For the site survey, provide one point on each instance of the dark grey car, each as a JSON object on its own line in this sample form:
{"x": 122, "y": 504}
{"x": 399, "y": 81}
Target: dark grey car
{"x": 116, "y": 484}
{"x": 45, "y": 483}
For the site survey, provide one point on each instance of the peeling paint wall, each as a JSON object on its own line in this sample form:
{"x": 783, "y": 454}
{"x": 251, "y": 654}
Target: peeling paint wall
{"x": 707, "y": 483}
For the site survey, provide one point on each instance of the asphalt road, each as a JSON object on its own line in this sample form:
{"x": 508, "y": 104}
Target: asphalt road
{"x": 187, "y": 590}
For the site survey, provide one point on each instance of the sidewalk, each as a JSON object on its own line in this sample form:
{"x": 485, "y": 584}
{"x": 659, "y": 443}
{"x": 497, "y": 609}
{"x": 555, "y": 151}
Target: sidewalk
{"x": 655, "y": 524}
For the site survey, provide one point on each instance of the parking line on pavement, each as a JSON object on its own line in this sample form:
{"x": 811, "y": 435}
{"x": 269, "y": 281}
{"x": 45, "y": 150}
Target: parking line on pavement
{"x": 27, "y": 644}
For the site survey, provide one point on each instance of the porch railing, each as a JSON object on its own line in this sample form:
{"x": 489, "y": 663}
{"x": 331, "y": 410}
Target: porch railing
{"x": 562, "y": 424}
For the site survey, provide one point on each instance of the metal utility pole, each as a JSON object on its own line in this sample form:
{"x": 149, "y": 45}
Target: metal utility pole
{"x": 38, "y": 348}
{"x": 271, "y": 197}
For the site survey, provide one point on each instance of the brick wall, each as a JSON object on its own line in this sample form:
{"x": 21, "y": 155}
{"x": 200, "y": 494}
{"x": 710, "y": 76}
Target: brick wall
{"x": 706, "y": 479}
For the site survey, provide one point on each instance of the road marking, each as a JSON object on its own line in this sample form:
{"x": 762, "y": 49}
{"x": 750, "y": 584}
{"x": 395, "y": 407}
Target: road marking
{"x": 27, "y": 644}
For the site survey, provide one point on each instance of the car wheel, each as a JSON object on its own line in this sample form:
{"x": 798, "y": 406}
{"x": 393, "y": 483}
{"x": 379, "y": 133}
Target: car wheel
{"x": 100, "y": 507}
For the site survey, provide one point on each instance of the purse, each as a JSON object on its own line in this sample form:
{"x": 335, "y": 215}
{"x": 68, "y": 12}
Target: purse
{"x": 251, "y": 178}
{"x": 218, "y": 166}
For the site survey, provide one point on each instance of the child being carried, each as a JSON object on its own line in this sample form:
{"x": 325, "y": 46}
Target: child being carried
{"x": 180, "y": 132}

——

▸ EXERCISE OBJECTIVE: Copy out every one of the lines above word for word, with no changes.

▸ EXERCISE SOLUTION:
For the site survey, provide one point on each instance of the dark grey car, each as a JSON object on its own line in this sample form:
{"x": 122, "y": 504}
{"x": 399, "y": 81}
Target: dark grey car
{"x": 116, "y": 484}
{"x": 45, "y": 483}
For the site survey, provide one point on each instance of the peeling paint wall, each as a JSON object on its own line in this sample form:
{"x": 783, "y": 454}
{"x": 251, "y": 654}
Target: peeling paint wall
{"x": 707, "y": 483}
For the site survey, provide one point on each instance of the asphalt road, each as a JSON object on its own line in this sample form:
{"x": 508, "y": 104}
Target: asphalt road
{"x": 187, "y": 590}
For the site survey, provide one point on each instance of the sidewalk, each as a JSON object on its own line in this sample form:
{"x": 485, "y": 584}
{"x": 659, "y": 443}
{"x": 497, "y": 609}
{"x": 555, "y": 151}
Target: sidewalk
{"x": 655, "y": 524}
For the site survey, provide one point on each instance of the parking line on pavement, each as a JSON object on its own line in this sample form:
{"x": 811, "y": 435}
{"x": 269, "y": 281}
{"x": 45, "y": 150}
Target: parking line on pavement
{"x": 27, "y": 644}
For the site survey, provide one point on each instance of the porch railing, each as a JSON object on its own line in this sample form:
{"x": 489, "y": 663}
{"x": 331, "y": 410}
Target: porch railing
{"x": 562, "y": 424}
For the site survey, provide one point on each instance of the metal utility pole, each as a JSON object on its own line in this sample form:
{"x": 149, "y": 45}
Target: metal utility pole
{"x": 38, "y": 348}
{"x": 271, "y": 197}
For the site survey, provide one point on each instance of the brick wall, each as a JSON object on its own line in this sample form:
{"x": 21, "y": 155}
{"x": 200, "y": 494}
{"x": 710, "y": 76}
Target: brick wall
{"x": 706, "y": 479}
For the site survey, provide one point on each instance of the road marking, each as a JSON object on its own line in this sample form:
{"x": 762, "y": 49}
{"x": 750, "y": 584}
{"x": 395, "y": 407}
Target: road marking
{"x": 27, "y": 644}
For the site survey, provide one point on each instance of the car wheel, each as a JSON object on its own line in this sample form:
{"x": 798, "y": 406}
{"x": 393, "y": 483}
{"x": 379, "y": 133}
Target: car wheel
{"x": 100, "y": 507}
For the site survey, provide one point on each instance of the purse, each as a JSON object on its own line in this sample form:
{"x": 335, "y": 215}
{"x": 68, "y": 12}
Target: purse
{"x": 251, "y": 178}
{"x": 218, "y": 166}
For the site survey, provide one point on each instance of the child being carried, each as a JSON object on its own line in this sample form:
{"x": 325, "y": 46}
Target: child being carried
{"x": 180, "y": 132}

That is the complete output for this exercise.